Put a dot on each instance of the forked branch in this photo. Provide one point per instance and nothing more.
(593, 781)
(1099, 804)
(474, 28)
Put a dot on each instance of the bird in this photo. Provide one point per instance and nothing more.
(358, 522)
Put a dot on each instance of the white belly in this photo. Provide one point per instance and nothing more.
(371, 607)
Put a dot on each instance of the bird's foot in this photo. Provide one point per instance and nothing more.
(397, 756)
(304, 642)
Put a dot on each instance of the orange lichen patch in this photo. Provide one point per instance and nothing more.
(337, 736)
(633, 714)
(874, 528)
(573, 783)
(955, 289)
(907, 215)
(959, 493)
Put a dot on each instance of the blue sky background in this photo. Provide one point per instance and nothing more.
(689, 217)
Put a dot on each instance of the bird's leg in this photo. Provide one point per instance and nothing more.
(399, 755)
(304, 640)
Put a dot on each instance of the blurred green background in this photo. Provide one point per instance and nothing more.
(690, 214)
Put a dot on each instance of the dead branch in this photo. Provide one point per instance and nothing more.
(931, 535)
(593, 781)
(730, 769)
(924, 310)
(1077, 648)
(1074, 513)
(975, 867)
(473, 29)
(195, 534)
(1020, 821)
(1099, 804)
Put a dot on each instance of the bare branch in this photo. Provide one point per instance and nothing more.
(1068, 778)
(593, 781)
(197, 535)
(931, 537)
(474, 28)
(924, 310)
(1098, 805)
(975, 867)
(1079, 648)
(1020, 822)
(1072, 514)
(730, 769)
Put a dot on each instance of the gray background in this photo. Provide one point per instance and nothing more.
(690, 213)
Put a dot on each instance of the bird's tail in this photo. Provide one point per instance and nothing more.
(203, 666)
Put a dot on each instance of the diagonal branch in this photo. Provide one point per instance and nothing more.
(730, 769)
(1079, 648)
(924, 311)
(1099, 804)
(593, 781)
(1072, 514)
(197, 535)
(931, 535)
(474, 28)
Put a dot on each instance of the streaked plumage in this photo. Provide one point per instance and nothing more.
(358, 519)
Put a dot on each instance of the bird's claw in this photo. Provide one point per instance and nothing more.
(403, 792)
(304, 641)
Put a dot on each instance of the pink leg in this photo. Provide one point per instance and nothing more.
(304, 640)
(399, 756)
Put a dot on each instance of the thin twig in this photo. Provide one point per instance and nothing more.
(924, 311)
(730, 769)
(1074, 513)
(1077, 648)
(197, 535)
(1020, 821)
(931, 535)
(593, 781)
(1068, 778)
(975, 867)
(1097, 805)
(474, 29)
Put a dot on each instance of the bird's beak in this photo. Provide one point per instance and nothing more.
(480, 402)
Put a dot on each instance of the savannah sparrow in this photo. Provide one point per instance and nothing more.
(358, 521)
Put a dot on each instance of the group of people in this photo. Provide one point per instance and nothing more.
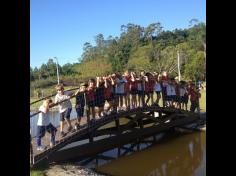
(114, 93)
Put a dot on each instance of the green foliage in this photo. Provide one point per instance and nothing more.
(149, 48)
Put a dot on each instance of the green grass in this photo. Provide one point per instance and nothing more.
(36, 172)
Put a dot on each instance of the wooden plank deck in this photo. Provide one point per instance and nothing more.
(84, 133)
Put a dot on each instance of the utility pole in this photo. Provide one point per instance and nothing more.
(58, 80)
(178, 66)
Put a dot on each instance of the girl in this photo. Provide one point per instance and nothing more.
(120, 91)
(44, 125)
(90, 99)
(157, 89)
(64, 108)
(79, 104)
(133, 90)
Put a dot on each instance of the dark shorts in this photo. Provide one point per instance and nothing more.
(91, 104)
(120, 94)
(109, 99)
(185, 99)
(65, 114)
(133, 92)
(181, 99)
(173, 97)
(168, 98)
(42, 129)
(100, 102)
(80, 111)
(141, 92)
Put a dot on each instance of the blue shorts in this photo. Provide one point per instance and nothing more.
(65, 114)
(91, 104)
(42, 129)
(80, 111)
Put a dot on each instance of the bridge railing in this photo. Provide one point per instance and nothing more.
(111, 102)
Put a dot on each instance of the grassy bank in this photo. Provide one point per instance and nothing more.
(40, 172)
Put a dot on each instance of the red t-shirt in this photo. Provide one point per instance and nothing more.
(134, 85)
(194, 95)
(127, 85)
(149, 86)
(90, 95)
(177, 89)
(107, 92)
(164, 78)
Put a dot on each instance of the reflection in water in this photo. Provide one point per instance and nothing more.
(184, 155)
(54, 119)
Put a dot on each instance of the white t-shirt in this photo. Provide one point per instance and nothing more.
(157, 87)
(182, 91)
(65, 105)
(43, 119)
(120, 87)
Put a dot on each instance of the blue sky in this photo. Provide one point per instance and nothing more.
(59, 28)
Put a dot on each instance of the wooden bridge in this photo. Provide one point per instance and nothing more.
(94, 138)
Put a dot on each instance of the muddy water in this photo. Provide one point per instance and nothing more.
(176, 155)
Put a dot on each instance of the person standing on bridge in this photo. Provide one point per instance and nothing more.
(64, 109)
(80, 104)
(44, 125)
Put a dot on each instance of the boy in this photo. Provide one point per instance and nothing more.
(64, 109)
(79, 104)
(44, 125)
(120, 90)
(194, 98)
(90, 100)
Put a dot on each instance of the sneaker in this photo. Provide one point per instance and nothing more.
(77, 126)
(51, 144)
(69, 128)
(41, 148)
(62, 134)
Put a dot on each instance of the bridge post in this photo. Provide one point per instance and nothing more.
(31, 152)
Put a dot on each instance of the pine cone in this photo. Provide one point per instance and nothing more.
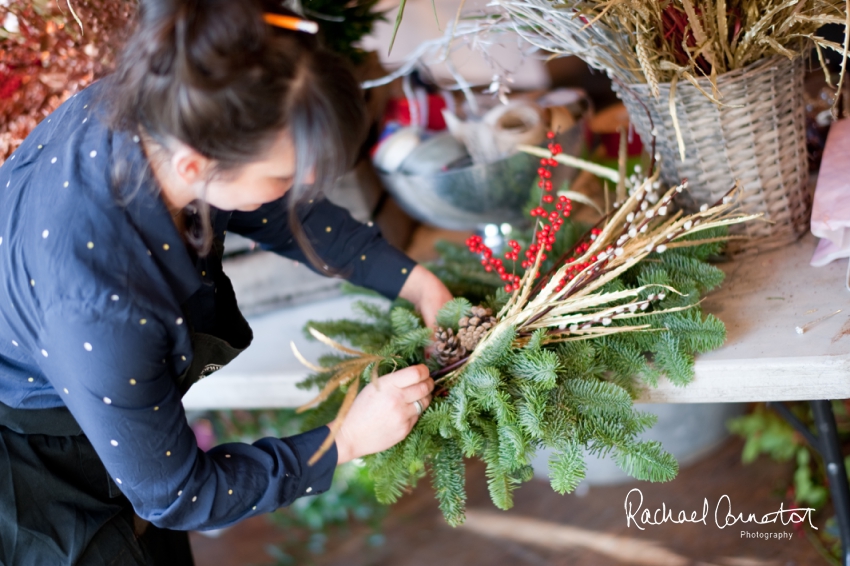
(473, 327)
(447, 348)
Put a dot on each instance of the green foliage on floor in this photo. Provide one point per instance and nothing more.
(571, 398)
(766, 433)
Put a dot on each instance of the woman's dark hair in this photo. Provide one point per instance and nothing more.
(213, 75)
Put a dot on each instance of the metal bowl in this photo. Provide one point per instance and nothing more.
(468, 197)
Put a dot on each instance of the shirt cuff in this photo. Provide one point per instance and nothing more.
(386, 270)
(317, 478)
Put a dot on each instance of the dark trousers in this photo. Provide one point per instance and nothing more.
(59, 507)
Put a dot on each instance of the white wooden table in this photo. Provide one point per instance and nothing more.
(761, 302)
(764, 298)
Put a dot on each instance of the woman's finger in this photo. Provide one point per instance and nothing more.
(424, 402)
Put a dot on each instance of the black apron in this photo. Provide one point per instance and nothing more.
(58, 505)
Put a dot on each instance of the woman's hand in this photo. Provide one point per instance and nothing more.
(384, 414)
(426, 292)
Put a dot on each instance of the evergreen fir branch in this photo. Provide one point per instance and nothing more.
(495, 348)
(673, 360)
(484, 379)
(404, 321)
(452, 312)
(699, 334)
(513, 446)
(566, 468)
(593, 397)
(471, 442)
(449, 482)
(648, 461)
(688, 270)
(437, 420)
(411, 345)
(531, 411)
(540, 366)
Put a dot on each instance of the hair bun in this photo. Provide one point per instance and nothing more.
(206, 44)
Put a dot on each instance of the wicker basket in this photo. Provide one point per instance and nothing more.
(758, 137)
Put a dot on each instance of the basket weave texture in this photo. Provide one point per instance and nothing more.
(757, 137)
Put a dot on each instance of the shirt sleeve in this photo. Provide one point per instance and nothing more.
(356, 250)
(114, 372)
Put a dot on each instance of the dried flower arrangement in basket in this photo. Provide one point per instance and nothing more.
(719, 84)
(552, 360)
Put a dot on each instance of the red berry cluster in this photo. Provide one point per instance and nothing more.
(551, 222)
(490, 263)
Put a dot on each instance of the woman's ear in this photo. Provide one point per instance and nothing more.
(190, 166)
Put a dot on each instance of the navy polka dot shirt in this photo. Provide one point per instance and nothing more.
(95, 280)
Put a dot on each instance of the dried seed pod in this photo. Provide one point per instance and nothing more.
(447, 347)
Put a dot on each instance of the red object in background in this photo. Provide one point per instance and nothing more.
(9, 85)
(398, 110)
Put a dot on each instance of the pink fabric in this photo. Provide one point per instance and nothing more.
(831, 207)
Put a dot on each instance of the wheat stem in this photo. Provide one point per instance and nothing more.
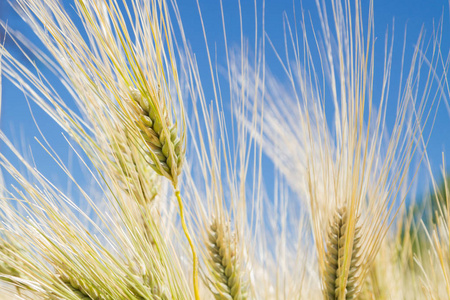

GIVEN REQUEST:
Pull out every line of the data above that contains the word "shorts", and copy each such line in full.

FULL SOLUTION:
Put a dot on each instance of the dark shorts in this photo. Provide one point per instance and nothing more.
Put a dot on each instance of the blue shorts in this photo. Provide one point per instance and nothing more.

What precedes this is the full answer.